* [EXERCISE AIM]: Set down again, exactly and only, the lines from the one that contains "the black quilted" through the last line of the records below, both included, but not the pictures.

* [GIVEN DATA]:
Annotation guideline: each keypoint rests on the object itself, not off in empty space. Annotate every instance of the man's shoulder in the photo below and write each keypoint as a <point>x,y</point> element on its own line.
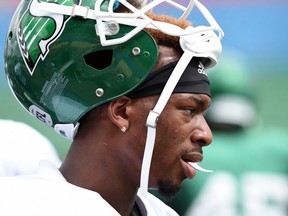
<point>154,206</point>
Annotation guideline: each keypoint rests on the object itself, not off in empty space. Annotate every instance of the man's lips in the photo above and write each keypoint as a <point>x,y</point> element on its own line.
<point>190,162</point>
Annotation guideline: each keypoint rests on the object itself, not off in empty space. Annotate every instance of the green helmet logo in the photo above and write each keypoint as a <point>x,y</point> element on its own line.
<point>32,39</point>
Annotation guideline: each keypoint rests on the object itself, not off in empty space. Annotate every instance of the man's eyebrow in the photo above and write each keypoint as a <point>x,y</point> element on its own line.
<point>199,101</point>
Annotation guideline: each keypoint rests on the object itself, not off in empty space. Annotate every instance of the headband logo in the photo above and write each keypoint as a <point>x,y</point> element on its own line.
<point>201,69</point>
<point>37,30</point>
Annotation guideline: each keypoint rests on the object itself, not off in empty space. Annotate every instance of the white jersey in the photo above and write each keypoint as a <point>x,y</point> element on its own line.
<point>47,193</point>
<point>22,147</point>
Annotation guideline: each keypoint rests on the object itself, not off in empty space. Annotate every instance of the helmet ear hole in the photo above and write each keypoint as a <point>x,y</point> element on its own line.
<point>100,59</point>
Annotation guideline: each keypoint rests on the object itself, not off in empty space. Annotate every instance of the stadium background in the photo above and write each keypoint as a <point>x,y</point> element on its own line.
<point>256,28</point>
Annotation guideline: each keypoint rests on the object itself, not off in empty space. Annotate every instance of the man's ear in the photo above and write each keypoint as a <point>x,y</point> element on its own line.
<point>117,112</point>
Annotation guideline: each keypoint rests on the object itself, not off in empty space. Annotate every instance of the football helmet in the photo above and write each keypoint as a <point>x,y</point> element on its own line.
<point>65,57</point>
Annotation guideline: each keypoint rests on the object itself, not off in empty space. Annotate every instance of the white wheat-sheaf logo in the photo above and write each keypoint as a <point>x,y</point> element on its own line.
<point>201,69</point>
<point>37,30</point>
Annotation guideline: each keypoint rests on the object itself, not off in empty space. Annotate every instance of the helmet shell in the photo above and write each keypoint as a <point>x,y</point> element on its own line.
<point>58,69</point>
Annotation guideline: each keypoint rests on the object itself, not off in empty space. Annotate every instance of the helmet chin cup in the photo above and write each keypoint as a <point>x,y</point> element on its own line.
<point>199,168</point>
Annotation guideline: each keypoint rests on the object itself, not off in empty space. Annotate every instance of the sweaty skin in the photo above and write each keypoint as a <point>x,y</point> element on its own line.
<point>109,161</point>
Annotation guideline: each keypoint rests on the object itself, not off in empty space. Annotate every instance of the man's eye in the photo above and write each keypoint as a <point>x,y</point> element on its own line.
<point>190,111</point>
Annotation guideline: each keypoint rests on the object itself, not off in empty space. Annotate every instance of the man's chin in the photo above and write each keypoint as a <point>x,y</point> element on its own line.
<point>168,189</point>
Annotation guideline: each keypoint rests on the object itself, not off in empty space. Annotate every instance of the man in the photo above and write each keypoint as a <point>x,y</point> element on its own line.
<point>92,83</point>
<point>249,158</point>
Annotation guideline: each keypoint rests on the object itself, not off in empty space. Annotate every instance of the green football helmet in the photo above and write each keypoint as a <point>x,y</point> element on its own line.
<point>65,57</point>
<point>60,63</point>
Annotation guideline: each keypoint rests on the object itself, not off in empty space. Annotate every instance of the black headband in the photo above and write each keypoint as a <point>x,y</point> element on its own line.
<point>193,80</point>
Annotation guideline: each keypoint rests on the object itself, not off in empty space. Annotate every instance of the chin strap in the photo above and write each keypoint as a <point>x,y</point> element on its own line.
<point>154,115</point>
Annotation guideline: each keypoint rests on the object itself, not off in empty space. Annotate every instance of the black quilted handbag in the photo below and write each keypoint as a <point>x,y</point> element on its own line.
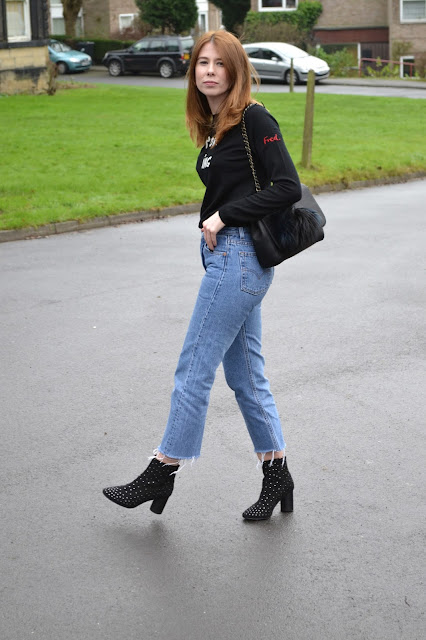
<point>279,236</point>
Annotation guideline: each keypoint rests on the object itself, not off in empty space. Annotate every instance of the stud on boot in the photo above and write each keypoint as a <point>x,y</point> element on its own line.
<point>155,483</point>
<point>277,486</point>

* [ANSWER AREA]:
Annotation guideline: each keypoint rests on the object itself, not off in empty space. Annotate every instance of the black quilted handbag in the photo below and write each keypoint as a <point>x,y</point> element on its own line.
<point>279,236</point>
Annotation guideline: each keypoint rests on the object itself, not off in empty space. Annotate every instance of the stud on boot in the photo above and write each keypoint as a <point>x,y</point> element on its own line.
<point>155,483</point>
<point>277,486</point>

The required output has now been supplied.